EXERCISE AIM →
Go through the data and tally the lines that hold the string "dark". Reply with the total alone.

Extracted data entries:
..............................

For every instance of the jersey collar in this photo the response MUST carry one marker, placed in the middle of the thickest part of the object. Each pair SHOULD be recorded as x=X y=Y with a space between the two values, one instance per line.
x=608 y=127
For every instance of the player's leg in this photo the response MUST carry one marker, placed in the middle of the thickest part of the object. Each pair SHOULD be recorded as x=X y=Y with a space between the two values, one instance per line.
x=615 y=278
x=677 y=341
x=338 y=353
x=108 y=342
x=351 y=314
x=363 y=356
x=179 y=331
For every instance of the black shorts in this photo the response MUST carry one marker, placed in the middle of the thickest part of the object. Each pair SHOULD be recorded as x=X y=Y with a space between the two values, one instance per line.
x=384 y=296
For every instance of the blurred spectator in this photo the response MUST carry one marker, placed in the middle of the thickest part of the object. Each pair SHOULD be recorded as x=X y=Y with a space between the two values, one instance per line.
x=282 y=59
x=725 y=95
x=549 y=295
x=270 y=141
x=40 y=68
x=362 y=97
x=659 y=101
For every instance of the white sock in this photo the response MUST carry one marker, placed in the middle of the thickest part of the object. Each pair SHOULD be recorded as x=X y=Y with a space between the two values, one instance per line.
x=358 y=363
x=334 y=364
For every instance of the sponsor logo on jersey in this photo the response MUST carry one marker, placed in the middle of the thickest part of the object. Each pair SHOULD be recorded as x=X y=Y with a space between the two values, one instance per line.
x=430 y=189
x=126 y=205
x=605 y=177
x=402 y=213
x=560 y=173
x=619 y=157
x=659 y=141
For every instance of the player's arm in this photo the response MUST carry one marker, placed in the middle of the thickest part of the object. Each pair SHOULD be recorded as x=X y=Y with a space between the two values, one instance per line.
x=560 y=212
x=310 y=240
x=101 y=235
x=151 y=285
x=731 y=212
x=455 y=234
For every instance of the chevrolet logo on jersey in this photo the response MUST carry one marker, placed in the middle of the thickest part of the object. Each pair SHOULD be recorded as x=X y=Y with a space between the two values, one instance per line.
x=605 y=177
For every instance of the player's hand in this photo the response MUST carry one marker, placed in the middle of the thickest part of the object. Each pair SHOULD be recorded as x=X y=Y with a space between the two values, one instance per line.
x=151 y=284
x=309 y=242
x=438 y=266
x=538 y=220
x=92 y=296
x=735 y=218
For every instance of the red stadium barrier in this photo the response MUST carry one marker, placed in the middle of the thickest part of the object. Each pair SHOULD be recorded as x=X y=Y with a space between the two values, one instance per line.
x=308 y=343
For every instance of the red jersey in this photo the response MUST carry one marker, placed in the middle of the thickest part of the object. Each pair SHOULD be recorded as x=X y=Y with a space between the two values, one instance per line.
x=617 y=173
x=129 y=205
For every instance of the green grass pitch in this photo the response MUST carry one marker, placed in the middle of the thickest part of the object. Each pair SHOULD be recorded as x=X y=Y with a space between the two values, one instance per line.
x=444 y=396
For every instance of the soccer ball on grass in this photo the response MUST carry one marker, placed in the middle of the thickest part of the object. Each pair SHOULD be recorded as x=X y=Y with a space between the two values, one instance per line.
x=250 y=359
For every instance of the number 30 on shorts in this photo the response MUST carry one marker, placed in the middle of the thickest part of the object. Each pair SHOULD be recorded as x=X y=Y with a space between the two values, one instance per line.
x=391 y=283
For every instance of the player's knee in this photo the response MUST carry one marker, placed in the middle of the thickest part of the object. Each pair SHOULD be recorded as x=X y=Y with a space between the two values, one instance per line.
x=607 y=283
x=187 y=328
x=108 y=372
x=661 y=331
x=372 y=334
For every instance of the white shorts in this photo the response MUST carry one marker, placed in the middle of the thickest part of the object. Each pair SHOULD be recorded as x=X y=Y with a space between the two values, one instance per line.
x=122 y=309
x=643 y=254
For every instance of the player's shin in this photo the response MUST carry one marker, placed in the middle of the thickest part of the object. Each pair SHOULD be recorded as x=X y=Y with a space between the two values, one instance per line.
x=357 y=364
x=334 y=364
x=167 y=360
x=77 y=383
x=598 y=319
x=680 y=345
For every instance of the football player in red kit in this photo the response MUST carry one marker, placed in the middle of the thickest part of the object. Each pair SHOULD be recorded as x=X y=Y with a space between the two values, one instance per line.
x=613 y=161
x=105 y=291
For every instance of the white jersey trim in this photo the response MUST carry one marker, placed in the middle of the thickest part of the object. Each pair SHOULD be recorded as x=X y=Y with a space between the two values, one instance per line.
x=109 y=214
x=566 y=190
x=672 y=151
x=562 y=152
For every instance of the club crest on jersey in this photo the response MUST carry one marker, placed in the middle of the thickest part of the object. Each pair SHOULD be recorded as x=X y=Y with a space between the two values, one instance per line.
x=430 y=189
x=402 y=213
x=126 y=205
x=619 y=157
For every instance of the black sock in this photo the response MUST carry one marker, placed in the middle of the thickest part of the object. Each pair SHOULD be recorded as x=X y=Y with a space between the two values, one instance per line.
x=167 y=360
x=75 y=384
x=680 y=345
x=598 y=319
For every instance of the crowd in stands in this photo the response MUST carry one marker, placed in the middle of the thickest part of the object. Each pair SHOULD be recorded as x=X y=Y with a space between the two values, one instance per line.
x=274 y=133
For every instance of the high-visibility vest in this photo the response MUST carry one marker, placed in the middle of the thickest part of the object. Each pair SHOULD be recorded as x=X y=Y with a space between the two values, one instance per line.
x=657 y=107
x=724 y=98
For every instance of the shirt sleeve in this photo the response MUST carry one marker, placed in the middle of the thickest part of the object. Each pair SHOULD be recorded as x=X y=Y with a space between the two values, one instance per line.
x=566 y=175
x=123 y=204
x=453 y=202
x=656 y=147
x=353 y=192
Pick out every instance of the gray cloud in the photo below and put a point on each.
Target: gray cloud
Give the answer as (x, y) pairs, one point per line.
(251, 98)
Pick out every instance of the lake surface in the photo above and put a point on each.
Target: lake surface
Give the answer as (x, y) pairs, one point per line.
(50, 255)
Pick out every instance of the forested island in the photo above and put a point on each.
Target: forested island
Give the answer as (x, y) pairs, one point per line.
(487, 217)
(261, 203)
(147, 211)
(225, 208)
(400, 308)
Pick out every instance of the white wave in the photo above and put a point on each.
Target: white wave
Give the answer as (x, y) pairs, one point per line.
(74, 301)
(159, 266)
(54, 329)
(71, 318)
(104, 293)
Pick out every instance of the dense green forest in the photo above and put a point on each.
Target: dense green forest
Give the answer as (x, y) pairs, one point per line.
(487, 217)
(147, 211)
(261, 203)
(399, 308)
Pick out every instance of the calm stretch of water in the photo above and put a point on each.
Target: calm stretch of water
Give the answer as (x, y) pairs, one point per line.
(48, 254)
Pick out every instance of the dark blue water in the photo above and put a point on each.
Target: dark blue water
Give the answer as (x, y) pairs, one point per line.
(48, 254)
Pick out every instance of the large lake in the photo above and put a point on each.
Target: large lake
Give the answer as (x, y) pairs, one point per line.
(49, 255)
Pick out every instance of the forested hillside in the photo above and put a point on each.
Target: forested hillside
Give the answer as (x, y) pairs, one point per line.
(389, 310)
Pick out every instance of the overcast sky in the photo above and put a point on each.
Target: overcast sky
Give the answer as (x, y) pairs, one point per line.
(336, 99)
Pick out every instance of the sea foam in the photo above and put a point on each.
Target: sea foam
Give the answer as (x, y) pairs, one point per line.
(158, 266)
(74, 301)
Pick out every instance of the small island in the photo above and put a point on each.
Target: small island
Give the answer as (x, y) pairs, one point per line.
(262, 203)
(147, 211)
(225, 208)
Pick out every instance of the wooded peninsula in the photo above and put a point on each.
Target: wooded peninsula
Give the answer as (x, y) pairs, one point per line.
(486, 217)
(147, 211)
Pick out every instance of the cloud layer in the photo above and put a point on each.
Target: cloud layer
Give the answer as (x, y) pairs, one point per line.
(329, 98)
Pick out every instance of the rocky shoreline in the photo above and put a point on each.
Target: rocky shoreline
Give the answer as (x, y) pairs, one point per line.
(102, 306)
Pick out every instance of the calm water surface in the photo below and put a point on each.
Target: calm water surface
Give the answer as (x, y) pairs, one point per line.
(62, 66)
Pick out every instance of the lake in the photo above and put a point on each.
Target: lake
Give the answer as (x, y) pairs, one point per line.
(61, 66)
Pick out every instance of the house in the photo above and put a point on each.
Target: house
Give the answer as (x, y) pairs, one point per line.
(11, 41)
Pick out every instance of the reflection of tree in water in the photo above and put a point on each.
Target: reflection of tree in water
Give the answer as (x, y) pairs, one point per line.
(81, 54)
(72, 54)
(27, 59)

..............................

RESULT OF THE EXERCISE →
2